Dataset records
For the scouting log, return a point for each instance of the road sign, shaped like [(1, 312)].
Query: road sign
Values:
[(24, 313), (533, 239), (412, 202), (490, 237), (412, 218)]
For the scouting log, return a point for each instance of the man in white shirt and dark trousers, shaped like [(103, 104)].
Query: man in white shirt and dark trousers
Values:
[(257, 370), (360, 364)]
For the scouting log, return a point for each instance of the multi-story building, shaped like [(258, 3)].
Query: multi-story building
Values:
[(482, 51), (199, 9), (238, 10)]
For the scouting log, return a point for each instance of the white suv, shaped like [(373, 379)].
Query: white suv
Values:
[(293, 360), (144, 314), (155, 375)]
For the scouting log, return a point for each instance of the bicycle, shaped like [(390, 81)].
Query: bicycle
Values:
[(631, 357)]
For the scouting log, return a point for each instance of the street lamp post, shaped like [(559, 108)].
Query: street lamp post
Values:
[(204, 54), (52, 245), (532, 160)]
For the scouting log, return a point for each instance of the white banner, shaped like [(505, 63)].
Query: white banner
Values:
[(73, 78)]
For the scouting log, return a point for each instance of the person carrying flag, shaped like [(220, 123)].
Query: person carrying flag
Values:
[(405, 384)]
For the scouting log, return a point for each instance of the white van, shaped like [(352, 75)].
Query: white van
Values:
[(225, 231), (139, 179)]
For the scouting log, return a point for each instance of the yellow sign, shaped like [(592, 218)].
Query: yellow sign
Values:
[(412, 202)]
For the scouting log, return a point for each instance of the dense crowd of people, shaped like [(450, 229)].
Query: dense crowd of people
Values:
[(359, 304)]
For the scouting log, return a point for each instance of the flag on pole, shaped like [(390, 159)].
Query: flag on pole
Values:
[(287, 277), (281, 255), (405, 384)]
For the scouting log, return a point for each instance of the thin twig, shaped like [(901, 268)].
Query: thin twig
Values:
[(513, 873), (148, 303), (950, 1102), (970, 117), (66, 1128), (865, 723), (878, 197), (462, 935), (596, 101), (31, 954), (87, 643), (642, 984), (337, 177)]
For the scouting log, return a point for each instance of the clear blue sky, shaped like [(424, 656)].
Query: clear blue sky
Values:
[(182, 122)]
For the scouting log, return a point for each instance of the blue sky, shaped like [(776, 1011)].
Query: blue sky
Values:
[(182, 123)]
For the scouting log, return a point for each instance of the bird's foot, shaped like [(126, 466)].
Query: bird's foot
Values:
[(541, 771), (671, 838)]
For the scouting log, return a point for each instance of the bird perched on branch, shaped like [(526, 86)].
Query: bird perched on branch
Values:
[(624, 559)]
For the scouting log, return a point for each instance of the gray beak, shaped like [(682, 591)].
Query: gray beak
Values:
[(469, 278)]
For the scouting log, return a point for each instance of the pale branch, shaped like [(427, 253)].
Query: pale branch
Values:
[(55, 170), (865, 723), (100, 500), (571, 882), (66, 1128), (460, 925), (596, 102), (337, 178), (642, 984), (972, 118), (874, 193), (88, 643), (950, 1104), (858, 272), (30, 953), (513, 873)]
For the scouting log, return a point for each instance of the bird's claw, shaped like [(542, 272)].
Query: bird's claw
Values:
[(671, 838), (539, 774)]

What to produce: Write out all of the records exactly as they stand above.

Result for this task:
For the scouting log, return a point for each instance of the road sign, shaped like [(1, 312)].
Query: road sign
Values:
[(24, 313), (533, 239), (412, 202), (490, 237), (412, 218)]
For the scouting log, return a point for each instance of the man in white shirt and dark trousers, shaped like [(103, 104)].
Query: man in white shirt and dark trousers
Values:
[(257, 370), (360, 364)]
For the scouting log, return a point for each instance of the multi-story building, shaped like [(258, 3)].
Query: multi-story building
Values:
[(482, 51), (199, 9), (238, 10)]
For the scouting log, return a point for each instance of the white suv, shaped like [(373, 379)].
Query: white suv
Values:
[(293, 360), (144, 314), (155, 375)]
For the scouting log, return a point for each instance of the bicycle, shaped like [(390, 81)].
Query: bicycle
Values:
[(631, 357)]
For the scouting log, return a point for each instance of the street lamp post, shaped like [(559, 108)].
Query: street lamp post
Values:
[(204, 54), (52, 245), (532, 160)]
For the scouting log, return a point for each instance of the white banner, shaped like [(505, 63)].
Query: white banner
Values:
[(73, 78)]
For the scouting log, return a point for each instance of the person carrying flag, shaped like [(220, 123)].
Query: person carrying flag
Values:
[(405, 384)]
For the scouting log, return a point for each instance of the white van, shaped like [(352, 75)].
Query: white van
Values:
[(225, 231), (139, 179)]
For the scouting log, return a point for each instance of the yellow sign, shaped like [(592, 218)].
Query: yellow sign
Values:
[(412, 202)]
For the scouting log, return a point for each instance of the dense crowd of people, shaped like [(450, 229)].
Query: dense crowd of people
Values:
[(359, 304)]
For the scouting log, return a point for each instance of the flag on pole, shaped like [(390, 159)].
Query: flag on pole
Values:
[(287, 277), (281, 255), (405, 384)]
For the scouting log, return a point for each instance of the thin twig, shaped like [(901, 268)].
Query: thin twig
Values:
[(513, 873), (148, 303), (950, 1102), (970, 117), (66, 1128), (865, 723), (878, 197), (462, 935), (596, 101), (31, 954), (87, 643), (642, 984), (337, 177)]
For the scouting log, return a point for each instance of the clear blue sky, shaped like [(424, 656)].
Query: clear blue sky
Values:
[(182, 122)]
For the scouting log, return a point for each instance of the blue sky, shaped like [(776, 1011)].
Query: blue sky
Values:
[(182, 123)]
For the scouting log, return a point for each instance of the bird's foot, shaped like [(126, 466)].
Query: bird's foot
Values:
[(541, 771), (671, 838)]
For the scouting log, return a point for each instance of the bird perched on branch, shaped like [(526, 86)].
Query: bird perched on branch
Values:
[(624, 559)]
For the scouting log, return a point for each instance of the gray beak, shaped like [(682, 591)].
Query: gray beak
Values:
[(469, 278)]
For the scouting log, return a point for each instance of the pale branch, shaped like [(427, 253)].
Query: pale branch
Values:
[(55, 170), (865, 723), (100, 500), (571, 882), (66, 1128), (460, 925), (596, 102), (337, 178), (642, 984), (972, 118), (874, 193), (88, 643), (950, 1104), (858, 272), (30, 953), (513, 873)]
For the scouting log, return a point for each instance of the bird's claw, shaped like [(542, 272)].
Query: bird's claw
Values:
[(671, 838), (539, 774)]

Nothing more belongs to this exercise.